What to do -
Quote the passage of the article on al-Megrahi's release exactly, starting with "The release of" and going on through "ordered his release.".

Extract -
The release of Abdelbaset Ali al-Megrahi, the man convicted of the Lockerbie bombing, has created a storm of controversy over why he was let out and who ordered his release.
Meanwhile, the multinational BP has been searching for oil off the coast of Libya. The company believes it could create £15bn in new revenue in a 20,000-mile area in the west of the country. Tony Blair, the former British prime minister, took a series of high-profile trips to Libya in 2004 and 2007, to develop Britain’s trading relationship with Libya, following the removal of United Nations sanctions. During the latter visit, BP signed a huge exploration deal with Libya’s National Oil Corporation. Part of the negotiations included the moving of al-Megrahi via a prisoner transfer agreement under which prisoners could serve out sentences in their home countries. Jack Straw, the justice secretary, revealed this decision in a letter to his Scottish counterpart. He cited “wider negotiations” and the “overwhelming interests of the United Kingdom”.
The letters from Straw – to his Scottish counterpart, Kenny MacAskill – date from March to December, 2007 and made headline news in Britain recently after copies were leaked by a Whitehall source. The timeframe and content of the letters indicate that Britain decided in 2007 to make the Lockerbie bomber eligible for a return to Libya, after talks stalled between Libya and BP over a huge oil exploration deal. Weeks later, both sides ratified the Libyan oil deal potentially worth nearly $25bn (£15bn).
Straw wrote: “I had previously accepted the importance of the al-Megrahi issue to Scotland and said I would try to get an exclusion for him on the face of the agreement. I have not been able to secure an explicit exclusion”. The wider negotiations with the Libyans are reaching a critical stage and, in view of the overwhelming interests for the United Kingdom, I have agreed that in this instance the [prisoner transfer agreement] should be in the standard form and not mention any individual.”
Al-Mehagri’s name was repeatedly brought up by the Libyan officials and according the letters released, was a major stumbling block in the negotiations. Within six weeks of the government climbdown, Libya had ratified the BP deal. The prisoner transfer agreement was finalised in May this year, leading to Libya formally applying for al-Megrahi to be transferred to its custody. According to comments by Libyan leader Moammar Gadhafi’s son, which aired on the Libyan television station Al-Mutawasat, he lobbied repeatedly for the return of former intelligence agent Abdel Baset al-Megrahi during trade talks with Britain. “In fact, in all the trade, oil and gas deals which I have supervised al-Mehagri was there on the table”.
“At all times we talked about the [prisoner transfer agreement]. It was obvious we were talking about him. We all knew that was what we were talking about. “People should not get angry because we were talking about commerce or oil. We signed an oil deal at the same time. The commerce and oil deals were all with the [prisoner transfer agreement].”
His account is confirmed by other sources. Sir Richard Dalton, a former British ambassador to Libya and a board member of the Libyan British Business Council, said: “Nobody doubted Libya wanted BP, and BP was confident its commitment would go through. But the timing of the final authority to spend real money was dependent on politics.”

Collected data entries:

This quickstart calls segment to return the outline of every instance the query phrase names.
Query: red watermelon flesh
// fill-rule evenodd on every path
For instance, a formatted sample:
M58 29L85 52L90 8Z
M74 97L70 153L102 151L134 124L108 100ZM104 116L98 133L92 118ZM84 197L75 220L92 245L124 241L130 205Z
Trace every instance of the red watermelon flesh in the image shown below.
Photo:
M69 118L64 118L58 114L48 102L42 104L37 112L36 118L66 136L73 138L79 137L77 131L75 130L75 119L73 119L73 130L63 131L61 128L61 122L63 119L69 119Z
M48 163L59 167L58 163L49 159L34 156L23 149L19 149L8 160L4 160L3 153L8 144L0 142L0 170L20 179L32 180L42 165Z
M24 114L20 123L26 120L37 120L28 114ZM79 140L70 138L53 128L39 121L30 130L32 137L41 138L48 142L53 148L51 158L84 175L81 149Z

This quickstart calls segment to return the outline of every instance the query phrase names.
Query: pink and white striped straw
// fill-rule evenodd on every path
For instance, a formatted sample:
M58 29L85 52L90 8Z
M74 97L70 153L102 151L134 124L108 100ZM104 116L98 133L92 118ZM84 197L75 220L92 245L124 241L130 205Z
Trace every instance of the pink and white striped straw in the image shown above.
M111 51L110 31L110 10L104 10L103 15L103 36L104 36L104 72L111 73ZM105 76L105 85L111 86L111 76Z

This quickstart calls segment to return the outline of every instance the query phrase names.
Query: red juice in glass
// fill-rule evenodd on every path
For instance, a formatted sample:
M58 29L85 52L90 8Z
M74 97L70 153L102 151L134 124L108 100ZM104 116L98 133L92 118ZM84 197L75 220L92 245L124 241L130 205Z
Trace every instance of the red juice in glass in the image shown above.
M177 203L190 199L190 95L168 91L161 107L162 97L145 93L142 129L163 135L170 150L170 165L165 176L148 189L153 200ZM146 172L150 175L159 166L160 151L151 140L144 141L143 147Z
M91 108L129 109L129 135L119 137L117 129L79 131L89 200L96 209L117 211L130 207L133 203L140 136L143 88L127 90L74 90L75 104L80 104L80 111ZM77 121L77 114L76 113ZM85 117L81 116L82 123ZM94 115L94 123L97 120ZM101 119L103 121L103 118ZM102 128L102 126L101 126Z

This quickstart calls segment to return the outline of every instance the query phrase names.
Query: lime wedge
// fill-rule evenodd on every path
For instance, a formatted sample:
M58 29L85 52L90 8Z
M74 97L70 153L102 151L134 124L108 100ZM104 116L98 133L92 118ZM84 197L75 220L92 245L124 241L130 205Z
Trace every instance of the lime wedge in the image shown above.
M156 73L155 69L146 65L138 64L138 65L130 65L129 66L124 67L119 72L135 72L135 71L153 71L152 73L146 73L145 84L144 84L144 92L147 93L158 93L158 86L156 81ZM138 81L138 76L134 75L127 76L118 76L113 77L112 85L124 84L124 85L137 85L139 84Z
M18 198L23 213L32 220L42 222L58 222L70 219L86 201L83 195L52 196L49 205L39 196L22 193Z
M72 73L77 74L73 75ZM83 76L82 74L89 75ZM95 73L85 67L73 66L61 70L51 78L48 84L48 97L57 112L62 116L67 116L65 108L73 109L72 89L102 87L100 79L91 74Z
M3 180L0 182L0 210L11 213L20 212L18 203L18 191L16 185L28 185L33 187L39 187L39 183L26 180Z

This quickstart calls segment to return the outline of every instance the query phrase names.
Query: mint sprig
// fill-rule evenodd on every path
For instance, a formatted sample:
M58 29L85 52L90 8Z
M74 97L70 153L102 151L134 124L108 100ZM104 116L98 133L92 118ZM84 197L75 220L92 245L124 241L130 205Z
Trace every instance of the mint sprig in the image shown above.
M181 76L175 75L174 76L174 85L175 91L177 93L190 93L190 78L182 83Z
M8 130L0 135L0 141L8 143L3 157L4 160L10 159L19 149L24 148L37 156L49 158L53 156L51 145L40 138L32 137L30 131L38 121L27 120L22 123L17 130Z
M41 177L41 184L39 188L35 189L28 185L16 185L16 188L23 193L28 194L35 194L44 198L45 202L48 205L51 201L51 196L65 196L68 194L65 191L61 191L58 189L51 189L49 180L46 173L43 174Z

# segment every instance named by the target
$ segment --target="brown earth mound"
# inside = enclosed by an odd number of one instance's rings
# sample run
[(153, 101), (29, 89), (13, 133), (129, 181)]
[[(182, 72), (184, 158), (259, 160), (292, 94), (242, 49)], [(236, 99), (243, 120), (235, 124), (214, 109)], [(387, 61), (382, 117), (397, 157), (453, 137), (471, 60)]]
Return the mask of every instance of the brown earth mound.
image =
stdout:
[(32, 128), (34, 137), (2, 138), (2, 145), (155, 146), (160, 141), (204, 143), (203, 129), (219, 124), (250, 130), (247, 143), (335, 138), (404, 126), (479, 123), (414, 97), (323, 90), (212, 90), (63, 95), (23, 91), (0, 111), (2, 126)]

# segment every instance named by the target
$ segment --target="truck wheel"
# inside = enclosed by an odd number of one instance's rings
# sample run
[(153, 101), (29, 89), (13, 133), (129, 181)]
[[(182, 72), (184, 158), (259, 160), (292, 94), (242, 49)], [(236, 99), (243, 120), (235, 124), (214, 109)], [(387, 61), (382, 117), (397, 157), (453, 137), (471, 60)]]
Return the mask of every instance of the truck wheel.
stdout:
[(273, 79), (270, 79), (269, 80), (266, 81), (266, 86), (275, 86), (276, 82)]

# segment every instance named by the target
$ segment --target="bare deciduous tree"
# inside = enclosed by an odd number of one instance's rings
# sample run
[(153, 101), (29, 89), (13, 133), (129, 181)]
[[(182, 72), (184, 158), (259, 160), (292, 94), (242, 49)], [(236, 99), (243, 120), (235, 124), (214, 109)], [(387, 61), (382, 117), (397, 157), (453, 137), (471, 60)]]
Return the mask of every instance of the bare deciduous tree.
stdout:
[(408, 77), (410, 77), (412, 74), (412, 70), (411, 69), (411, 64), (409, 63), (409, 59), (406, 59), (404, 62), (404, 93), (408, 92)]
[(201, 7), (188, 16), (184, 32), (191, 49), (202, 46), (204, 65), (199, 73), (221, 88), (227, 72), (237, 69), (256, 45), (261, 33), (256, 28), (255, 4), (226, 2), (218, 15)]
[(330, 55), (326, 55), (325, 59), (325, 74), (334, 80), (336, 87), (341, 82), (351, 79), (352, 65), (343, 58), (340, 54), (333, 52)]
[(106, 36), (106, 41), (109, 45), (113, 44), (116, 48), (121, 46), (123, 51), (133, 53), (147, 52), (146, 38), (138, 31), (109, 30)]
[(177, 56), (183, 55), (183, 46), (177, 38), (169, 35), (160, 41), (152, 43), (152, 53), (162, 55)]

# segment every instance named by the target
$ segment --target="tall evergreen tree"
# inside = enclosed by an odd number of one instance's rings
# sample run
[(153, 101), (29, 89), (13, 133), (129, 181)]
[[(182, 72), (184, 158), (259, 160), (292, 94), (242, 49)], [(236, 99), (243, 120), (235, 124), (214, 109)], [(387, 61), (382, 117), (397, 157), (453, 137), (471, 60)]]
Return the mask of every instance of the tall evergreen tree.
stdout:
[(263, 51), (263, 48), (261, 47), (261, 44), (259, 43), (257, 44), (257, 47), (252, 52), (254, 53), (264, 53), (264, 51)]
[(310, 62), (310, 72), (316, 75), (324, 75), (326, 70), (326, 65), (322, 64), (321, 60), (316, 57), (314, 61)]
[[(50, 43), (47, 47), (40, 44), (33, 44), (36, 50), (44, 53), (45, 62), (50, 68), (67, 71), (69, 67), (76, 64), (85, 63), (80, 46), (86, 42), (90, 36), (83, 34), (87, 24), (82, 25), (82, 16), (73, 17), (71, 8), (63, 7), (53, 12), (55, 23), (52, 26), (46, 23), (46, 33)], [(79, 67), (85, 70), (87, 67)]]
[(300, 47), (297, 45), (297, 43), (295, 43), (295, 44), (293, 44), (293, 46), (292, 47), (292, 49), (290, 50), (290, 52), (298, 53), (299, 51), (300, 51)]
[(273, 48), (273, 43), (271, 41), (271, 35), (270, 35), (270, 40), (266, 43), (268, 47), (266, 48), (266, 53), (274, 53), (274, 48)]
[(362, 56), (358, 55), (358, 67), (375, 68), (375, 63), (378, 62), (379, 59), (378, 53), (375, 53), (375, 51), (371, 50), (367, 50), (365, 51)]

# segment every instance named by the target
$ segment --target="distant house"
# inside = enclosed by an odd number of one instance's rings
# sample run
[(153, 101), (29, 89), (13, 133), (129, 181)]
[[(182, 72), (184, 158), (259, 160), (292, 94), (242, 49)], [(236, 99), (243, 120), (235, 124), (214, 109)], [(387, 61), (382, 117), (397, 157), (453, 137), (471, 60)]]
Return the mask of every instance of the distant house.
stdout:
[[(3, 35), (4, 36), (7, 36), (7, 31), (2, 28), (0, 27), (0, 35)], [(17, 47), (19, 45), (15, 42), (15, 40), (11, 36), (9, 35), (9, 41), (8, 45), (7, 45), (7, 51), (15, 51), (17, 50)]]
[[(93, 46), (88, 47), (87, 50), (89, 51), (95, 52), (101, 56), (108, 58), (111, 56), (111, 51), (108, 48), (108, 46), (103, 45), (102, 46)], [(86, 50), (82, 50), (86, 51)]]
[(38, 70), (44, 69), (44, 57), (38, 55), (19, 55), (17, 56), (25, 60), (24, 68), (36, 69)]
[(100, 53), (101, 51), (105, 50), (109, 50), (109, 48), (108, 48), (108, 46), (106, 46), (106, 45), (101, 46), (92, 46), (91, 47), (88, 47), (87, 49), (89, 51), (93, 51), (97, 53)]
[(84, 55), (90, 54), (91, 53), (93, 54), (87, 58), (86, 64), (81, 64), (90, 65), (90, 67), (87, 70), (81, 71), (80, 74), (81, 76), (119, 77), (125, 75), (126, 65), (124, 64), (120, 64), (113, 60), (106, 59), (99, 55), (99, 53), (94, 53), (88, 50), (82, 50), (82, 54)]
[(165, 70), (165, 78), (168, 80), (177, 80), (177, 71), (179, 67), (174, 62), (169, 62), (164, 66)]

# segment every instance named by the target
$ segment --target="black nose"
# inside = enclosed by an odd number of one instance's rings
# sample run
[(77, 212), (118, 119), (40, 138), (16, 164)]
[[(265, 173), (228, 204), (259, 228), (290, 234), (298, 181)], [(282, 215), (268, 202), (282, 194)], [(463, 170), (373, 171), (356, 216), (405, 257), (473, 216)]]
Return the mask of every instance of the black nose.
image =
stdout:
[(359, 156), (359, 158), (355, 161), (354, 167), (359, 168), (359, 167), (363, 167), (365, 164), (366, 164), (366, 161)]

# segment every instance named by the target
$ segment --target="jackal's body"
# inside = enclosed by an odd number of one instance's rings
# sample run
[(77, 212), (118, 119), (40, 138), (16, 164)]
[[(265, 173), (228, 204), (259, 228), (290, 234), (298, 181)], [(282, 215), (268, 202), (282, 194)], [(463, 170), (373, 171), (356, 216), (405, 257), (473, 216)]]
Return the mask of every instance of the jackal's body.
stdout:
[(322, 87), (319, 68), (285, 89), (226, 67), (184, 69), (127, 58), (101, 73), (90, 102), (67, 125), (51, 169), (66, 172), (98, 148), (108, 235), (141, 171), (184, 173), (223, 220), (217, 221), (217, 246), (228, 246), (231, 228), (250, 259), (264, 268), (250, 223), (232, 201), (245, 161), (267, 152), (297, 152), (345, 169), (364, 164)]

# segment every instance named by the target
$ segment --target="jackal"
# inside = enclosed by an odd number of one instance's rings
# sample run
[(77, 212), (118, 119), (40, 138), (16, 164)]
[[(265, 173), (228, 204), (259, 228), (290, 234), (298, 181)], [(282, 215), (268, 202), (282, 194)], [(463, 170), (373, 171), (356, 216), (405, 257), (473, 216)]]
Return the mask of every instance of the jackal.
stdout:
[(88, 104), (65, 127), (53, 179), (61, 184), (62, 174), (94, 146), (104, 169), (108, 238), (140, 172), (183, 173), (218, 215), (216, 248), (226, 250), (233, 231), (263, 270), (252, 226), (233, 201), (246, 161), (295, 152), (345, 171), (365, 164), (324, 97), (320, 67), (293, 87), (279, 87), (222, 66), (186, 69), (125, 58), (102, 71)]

Result of the task -
The release of Abdelbaset Ali al-Megrahi, the man convicted of the Lockerbie bombing, has created a storm of controversy over why he was let out and who ordered his release.